## Point localization data
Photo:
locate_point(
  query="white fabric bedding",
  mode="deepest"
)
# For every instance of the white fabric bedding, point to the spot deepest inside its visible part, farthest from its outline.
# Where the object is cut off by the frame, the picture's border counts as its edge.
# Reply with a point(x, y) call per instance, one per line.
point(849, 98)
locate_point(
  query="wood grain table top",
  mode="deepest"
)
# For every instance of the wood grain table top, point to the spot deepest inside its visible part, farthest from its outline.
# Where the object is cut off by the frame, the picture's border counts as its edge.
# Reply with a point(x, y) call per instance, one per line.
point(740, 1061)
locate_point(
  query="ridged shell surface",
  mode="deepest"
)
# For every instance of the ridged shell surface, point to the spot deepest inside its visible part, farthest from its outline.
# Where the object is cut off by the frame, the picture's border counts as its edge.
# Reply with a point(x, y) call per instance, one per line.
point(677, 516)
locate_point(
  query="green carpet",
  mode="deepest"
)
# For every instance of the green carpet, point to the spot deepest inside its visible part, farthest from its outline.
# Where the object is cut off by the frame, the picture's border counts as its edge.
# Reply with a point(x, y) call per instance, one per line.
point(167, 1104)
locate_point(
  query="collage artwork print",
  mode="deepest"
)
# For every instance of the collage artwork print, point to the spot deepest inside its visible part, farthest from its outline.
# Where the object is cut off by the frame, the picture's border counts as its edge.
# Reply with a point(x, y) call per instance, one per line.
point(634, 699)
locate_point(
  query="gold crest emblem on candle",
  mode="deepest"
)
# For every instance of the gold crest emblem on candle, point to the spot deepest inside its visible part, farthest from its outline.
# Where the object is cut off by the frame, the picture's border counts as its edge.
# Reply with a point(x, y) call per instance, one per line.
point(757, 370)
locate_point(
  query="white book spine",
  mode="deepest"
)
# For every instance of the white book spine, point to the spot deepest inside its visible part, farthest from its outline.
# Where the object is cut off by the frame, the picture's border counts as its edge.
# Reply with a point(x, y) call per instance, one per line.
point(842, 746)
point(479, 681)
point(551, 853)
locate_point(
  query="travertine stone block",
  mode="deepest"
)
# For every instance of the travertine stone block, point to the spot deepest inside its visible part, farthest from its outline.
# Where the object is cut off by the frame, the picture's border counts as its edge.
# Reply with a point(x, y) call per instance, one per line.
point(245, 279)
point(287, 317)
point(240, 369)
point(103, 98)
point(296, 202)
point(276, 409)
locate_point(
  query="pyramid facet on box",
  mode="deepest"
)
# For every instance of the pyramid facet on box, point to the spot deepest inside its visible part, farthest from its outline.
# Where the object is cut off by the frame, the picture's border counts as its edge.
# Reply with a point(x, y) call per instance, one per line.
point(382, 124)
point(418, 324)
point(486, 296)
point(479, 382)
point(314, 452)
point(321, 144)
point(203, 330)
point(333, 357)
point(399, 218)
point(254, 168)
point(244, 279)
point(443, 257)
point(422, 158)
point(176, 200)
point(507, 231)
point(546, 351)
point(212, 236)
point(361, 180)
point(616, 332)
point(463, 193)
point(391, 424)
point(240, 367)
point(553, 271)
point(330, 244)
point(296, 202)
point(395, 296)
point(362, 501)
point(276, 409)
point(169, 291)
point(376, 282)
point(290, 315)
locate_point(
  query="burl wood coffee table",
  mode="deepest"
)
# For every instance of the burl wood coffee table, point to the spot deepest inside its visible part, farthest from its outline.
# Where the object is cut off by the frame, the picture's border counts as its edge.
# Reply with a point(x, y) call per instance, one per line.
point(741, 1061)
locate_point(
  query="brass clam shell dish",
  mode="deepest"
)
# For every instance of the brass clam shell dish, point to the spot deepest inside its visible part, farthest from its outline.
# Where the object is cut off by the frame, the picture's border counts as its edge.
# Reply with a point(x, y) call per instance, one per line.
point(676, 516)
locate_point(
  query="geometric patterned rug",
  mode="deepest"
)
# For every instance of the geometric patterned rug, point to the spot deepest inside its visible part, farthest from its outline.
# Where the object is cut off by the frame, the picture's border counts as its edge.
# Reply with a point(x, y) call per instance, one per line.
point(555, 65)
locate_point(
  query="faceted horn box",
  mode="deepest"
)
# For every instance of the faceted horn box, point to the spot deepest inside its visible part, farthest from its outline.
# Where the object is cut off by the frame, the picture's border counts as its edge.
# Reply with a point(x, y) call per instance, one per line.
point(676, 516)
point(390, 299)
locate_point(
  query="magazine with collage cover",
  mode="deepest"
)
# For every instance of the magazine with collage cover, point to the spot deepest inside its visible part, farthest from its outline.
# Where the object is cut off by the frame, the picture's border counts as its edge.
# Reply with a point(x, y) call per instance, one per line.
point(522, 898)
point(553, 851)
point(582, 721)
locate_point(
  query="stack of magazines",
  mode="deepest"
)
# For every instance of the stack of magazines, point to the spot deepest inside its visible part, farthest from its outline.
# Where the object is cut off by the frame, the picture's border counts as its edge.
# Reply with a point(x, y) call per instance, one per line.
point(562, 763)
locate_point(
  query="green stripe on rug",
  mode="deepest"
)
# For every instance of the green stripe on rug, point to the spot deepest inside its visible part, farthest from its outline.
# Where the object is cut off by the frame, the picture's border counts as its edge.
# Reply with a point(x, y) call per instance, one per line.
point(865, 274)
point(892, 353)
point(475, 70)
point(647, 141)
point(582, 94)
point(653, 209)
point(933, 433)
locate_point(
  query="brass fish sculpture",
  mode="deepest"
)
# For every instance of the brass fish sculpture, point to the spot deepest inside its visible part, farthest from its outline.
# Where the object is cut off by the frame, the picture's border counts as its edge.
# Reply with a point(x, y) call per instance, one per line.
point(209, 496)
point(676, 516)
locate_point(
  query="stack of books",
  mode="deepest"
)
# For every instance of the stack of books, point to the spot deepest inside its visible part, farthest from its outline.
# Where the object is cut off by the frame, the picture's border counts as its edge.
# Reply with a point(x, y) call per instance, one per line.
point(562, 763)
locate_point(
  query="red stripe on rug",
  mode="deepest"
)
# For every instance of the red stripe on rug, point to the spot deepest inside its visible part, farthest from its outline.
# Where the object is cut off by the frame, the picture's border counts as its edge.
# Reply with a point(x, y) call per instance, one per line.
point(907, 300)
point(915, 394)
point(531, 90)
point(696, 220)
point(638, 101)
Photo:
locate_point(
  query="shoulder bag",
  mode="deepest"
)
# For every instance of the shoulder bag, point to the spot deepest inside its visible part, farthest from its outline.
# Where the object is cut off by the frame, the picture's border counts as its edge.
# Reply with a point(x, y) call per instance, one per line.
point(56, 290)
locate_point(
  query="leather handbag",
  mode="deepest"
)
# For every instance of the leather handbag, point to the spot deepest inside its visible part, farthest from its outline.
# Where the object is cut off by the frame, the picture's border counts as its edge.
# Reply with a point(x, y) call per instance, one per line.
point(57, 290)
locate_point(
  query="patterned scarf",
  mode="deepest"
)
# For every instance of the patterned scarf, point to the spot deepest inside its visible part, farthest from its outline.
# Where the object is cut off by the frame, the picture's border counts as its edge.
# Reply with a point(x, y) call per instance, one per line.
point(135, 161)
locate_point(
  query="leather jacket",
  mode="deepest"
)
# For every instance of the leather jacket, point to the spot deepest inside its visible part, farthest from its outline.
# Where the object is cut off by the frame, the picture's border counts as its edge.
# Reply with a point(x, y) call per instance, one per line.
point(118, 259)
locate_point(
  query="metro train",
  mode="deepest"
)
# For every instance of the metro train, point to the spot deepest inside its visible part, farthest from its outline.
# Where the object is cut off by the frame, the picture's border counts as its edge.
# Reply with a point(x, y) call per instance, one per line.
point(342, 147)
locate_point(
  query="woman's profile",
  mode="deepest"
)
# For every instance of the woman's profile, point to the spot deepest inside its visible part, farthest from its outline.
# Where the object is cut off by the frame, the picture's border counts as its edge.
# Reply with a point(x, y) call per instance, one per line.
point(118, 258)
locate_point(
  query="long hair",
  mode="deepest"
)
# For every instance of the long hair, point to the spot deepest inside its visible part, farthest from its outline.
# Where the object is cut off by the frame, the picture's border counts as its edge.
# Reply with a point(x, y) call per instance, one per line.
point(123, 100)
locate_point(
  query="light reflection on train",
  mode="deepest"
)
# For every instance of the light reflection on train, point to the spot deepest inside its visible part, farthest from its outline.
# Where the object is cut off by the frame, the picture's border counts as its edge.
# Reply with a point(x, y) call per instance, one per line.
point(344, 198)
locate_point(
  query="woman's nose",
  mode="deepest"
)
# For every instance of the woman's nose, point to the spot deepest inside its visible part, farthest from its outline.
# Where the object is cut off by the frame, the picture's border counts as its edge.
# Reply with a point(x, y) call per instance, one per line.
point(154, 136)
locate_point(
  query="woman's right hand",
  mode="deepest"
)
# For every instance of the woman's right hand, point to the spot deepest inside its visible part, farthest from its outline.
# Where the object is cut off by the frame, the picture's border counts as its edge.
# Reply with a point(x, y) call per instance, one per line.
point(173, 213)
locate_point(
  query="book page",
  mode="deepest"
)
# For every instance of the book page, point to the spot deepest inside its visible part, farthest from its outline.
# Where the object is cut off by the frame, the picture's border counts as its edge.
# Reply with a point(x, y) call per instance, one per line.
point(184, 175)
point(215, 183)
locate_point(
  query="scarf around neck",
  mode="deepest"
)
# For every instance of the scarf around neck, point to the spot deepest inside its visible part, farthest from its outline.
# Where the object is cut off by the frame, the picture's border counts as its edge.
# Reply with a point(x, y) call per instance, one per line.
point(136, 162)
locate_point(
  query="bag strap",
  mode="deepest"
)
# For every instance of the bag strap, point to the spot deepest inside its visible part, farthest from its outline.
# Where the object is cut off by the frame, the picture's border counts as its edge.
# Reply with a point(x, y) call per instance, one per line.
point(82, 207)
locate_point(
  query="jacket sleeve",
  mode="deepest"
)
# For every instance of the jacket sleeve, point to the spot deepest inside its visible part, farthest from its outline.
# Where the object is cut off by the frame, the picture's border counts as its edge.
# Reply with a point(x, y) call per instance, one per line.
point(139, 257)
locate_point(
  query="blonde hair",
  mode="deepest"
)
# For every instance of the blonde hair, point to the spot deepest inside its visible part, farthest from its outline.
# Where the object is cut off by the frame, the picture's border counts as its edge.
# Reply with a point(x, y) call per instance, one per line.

## Exercise objective
Scan the entries above and copy each line where "table" occurs.

## Reply to the task
  query="wood grain table top",
# For every instance of the wood grain table top, point to the spot deepest inside its visible part, farthest from its outline.
  query="burl wood coffee table",
# For every instance of the burl wood coffee table, point to the spot deepest inside its visible part, farthest from its outline.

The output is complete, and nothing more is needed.